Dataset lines
------------
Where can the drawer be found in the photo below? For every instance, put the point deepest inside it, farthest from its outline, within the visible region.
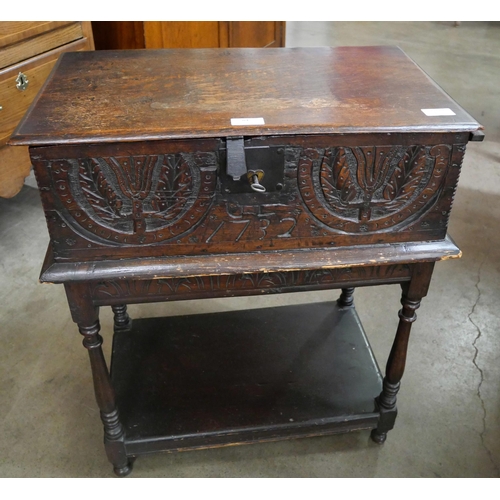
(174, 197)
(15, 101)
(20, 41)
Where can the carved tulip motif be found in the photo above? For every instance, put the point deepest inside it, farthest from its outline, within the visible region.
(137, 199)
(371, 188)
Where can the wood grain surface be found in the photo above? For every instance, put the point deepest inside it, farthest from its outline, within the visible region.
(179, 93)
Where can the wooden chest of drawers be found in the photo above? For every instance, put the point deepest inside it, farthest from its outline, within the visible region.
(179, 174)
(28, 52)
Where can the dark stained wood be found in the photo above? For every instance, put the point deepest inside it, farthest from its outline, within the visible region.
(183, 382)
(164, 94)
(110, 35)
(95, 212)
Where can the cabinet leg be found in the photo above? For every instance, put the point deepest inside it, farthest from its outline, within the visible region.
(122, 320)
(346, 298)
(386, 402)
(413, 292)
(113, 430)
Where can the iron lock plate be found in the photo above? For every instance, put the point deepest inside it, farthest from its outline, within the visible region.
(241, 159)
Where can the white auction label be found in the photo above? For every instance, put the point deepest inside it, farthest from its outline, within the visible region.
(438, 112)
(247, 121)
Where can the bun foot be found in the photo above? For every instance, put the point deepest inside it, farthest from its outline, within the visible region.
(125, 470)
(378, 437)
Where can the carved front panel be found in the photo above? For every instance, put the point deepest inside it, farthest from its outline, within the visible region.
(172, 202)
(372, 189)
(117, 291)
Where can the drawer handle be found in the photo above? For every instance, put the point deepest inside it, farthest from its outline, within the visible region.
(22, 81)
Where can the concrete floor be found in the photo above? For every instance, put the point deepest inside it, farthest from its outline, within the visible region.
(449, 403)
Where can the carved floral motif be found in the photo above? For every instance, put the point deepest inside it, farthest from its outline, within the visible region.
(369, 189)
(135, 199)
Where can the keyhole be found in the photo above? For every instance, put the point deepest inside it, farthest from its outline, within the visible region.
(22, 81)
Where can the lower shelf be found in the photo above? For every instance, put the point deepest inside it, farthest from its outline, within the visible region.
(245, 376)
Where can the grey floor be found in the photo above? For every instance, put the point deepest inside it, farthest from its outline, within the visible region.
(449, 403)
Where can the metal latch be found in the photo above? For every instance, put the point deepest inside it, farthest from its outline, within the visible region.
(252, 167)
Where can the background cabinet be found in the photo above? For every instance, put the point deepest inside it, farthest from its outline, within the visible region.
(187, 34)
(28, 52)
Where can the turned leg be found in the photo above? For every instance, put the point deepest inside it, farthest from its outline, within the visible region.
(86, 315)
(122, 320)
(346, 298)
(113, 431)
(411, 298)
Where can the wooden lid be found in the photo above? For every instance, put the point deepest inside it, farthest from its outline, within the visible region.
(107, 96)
------------
### WHAT YOU SHOULD DO
Copy out, word for word, the stretch of lines from the one containing "Where can the turned" through the final line.

### THE REPLY
Where can the turned leg be found in the photo above? For every instance, put the point deepest inside it, farthest from its outline, within the visible region.
(86, 315)
(122, 320)
(346, 298)
(113, 431)
(411, 298)
Where can the wooden lid be found in the photo above? For every instance, put the point deepest inside it, farthest from its outline, within the visible region.
(107, 96)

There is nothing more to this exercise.